*Problem to work on*.
In the Kubernetes best-practices extract, what image size does the distroless build reach?

*Extract*.
━━━
Health and Reliability

💚 Use Health Probes

Bad:

containers:
- name: app
  image: myapp:latest
  # Kubernetes assumes app is ready immediately

Good:

containers:
- name: app
  image: myapp:latest
  livenessProbe:
    httpGet:
      path: /health
      port: 8080
    initialDelaySeconds: 30
    periodSeconds: 10
    timeoutSeconds: 5
    failureThreshold: 3
  
  readinessProbe:
    httpGet:
      path: /ready
      port: 8080
    initialDelaySeconds: 10
    periodSeconds: 5
    timeoutSeconds: 3
    failureThreshold: 2

💚 Graceful Shutdown

spec:
  terminationGracePeriodSeconds: 30
  containers:
  - name: app
    lifecycle:
      preStop:
        exec:
          command: ["/app/graceful-shutdown.sh"]

💚 Pod Disruption Budgets

Ensure availability during maintenance:

apiVersion: policy/v1
kind: PodDisruptionBudget
metadata:
  name: app-pdb
spec:
  minAvailable: 2  # Always keep at least 2 running
  selector:
    matchLabels:
      app: myapp

Container Images

📦 Use Small Base Images

Bad:

FROM ubuntu:22.04
RUN apt-get update && apt-get install -y python3
COPY app.py .
CMD ["python3", "app.py"]
# Image size: 500MB+

Good:

FROM python:3.11-slim
COPY app.py .
CMD ["python3", "app.py"]
# Image size: 150MB

Best (distroless):

FROM python:3.11 as builder
COPY app.py .
RUN pycompile app.py
 
FROM gcr.io/distroless/python3-nonroot
COPY --from=builder app.py .
CMD ["app.py"]
# Image size: 50MB

📦 Use Specific Tags

Bad:

image: myapp:latest  # Ambiguous, hard to track

Good:

image: myapp:v1.2.3  # Specific, reproducible
image: myapp:sha256:abc123...  # Even better

📦 Image Pull Policy

containers:
- name: app
  image: myapp:latest
  imagePullPolicy: Always  # Always pull latest
  # or:
  imagePullPolicy: IfNotPresent  # Use cached if available

Configuration Management

🔧 Use ConfigMaps for Configuration

Bad:

env:
- name: DATABASE_HOST
  value: "db.example.com"
- name: LOG_LEVEL
  value: "info"
# Hard to change, must rebuild image

Good:

envFrom:
- configMapRef:
    name: app-config
apiVersion: v1
kind: ConfigMap
metadata:
  name: app-config
data:
  DATABASE_HOST: "db.example.com"
  LOG_LEVEL: "info"

🔧 Use Secrets for Sensitive Data

env:
- name: DATABASE_PASSWORD
  valueFrom:
    secretKeyRef:
      name: db-secret
      key: password

Labeling and Organization

🏷️ Use Consistent Labels

labels:
  app: myapp          # Application name
  version: v1.2.3     # Application version
  environment: prod   # Environment
  team: platform      # Team
  tier: backend       # Service tier

🏷️ Use Label Selectors

# Find all production backend pods
kubectl get pods -l environment=prod,tier=backend
 
# Delete all dev resources
kubectl delete pods -l environment=dev

🏷️ Use Annotations for Metadata

annotations:
  description: "My awesome application"
  documentation: "https://docs.example.com"
  repository: "https://github.com/myorg/myapp"
━━━
*Records*.
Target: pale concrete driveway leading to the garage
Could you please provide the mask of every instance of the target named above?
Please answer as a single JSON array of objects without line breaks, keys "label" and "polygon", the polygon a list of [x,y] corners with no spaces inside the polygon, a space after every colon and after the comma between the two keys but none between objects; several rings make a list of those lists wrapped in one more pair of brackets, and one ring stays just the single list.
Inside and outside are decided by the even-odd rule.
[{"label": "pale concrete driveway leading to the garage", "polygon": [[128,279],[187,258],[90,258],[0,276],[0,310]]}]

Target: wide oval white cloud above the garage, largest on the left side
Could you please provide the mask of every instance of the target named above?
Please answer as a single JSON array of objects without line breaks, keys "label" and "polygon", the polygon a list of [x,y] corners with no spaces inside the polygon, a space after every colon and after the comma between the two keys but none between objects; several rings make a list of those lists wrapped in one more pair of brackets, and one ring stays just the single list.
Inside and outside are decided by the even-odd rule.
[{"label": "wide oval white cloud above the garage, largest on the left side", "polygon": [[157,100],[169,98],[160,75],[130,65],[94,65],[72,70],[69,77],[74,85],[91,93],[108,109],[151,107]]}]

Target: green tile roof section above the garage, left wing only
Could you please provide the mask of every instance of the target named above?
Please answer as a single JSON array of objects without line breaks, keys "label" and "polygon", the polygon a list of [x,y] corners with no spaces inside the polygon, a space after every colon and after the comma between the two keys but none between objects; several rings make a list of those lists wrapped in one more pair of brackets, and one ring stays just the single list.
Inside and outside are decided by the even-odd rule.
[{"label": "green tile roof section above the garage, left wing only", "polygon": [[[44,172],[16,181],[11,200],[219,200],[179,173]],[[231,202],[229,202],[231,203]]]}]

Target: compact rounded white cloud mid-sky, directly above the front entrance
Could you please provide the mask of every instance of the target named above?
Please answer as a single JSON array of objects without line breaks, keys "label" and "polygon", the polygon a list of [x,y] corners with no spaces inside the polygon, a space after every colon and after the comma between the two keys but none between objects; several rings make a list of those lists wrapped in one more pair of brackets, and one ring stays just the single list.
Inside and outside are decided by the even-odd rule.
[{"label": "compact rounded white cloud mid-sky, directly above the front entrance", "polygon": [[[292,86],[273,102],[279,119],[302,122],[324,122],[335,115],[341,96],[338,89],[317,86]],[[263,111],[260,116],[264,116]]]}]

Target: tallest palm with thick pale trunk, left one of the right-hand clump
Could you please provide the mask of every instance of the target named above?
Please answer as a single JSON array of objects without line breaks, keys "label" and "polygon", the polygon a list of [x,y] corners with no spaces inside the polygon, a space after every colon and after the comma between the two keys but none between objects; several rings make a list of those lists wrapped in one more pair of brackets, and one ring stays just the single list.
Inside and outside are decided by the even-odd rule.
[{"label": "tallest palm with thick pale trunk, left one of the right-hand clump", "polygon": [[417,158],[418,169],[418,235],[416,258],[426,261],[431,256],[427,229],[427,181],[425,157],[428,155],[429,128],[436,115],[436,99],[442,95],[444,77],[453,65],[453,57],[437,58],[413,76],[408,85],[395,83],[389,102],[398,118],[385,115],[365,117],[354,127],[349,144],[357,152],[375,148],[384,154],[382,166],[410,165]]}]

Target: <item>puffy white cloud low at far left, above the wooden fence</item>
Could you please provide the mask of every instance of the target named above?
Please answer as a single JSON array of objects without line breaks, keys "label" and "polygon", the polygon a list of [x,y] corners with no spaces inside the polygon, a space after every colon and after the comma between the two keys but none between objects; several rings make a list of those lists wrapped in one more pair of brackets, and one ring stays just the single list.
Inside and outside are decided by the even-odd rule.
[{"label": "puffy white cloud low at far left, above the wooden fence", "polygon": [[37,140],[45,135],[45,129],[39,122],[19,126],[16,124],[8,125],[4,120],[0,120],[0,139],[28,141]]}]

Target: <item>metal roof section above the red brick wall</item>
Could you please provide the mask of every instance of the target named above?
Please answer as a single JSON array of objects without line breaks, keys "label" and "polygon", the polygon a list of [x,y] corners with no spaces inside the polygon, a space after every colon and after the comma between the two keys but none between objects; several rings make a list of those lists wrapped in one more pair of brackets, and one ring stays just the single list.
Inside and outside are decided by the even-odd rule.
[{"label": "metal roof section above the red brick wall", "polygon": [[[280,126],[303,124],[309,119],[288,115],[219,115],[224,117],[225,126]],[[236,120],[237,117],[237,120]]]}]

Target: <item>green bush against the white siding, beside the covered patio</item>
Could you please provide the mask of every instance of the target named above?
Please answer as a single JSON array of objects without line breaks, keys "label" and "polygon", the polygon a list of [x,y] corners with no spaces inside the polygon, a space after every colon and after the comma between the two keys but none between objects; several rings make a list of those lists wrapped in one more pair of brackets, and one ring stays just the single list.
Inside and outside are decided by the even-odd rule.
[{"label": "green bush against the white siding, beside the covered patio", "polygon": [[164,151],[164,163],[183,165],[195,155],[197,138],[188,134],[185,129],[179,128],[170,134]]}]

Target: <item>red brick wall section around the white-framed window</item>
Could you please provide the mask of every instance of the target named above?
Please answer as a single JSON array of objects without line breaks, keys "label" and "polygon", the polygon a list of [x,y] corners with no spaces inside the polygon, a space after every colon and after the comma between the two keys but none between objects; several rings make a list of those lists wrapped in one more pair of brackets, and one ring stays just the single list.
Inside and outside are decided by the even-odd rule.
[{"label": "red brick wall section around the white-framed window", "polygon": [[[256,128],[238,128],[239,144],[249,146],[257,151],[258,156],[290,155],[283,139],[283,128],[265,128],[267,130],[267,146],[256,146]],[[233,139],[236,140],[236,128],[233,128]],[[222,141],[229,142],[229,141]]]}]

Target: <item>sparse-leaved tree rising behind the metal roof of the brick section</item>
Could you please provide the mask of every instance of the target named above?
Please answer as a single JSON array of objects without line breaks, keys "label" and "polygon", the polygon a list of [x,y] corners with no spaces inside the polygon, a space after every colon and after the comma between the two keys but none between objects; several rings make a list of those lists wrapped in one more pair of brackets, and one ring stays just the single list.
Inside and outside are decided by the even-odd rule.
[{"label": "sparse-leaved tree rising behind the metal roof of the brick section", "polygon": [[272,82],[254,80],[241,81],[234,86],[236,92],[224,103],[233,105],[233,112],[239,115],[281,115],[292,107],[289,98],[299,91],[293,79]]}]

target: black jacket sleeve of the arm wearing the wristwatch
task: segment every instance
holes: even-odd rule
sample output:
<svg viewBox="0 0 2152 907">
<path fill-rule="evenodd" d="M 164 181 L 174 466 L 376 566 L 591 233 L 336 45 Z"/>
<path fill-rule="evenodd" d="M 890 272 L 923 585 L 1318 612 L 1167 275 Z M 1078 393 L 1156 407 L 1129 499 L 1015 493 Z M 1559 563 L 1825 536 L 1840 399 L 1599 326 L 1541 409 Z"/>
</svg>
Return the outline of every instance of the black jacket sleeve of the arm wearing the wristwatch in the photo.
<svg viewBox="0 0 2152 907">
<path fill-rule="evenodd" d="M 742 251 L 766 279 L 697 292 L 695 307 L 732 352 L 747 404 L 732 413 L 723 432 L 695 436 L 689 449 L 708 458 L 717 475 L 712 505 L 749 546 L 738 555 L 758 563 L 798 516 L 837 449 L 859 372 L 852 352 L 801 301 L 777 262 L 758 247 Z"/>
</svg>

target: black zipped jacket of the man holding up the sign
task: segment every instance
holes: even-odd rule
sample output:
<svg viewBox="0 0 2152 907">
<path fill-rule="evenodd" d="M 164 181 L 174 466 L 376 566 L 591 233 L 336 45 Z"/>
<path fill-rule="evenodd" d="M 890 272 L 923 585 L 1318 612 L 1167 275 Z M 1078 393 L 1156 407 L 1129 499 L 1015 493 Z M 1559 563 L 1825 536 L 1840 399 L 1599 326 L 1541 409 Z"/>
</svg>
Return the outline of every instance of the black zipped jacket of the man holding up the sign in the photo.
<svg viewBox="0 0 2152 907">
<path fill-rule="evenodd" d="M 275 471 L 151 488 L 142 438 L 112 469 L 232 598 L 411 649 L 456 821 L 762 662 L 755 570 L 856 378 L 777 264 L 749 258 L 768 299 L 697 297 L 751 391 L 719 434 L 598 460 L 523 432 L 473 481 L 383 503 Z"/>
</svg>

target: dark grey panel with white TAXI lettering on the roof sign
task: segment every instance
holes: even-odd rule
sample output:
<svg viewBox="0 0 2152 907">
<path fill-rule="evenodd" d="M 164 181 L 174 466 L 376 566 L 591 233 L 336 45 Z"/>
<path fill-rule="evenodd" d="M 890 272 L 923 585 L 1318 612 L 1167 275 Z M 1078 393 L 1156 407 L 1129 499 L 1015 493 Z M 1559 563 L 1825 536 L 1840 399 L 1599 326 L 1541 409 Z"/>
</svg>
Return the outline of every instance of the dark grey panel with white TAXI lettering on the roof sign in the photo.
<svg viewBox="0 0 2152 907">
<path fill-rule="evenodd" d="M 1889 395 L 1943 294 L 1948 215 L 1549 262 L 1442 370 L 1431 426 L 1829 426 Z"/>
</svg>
━━━
*Reply*.
50MB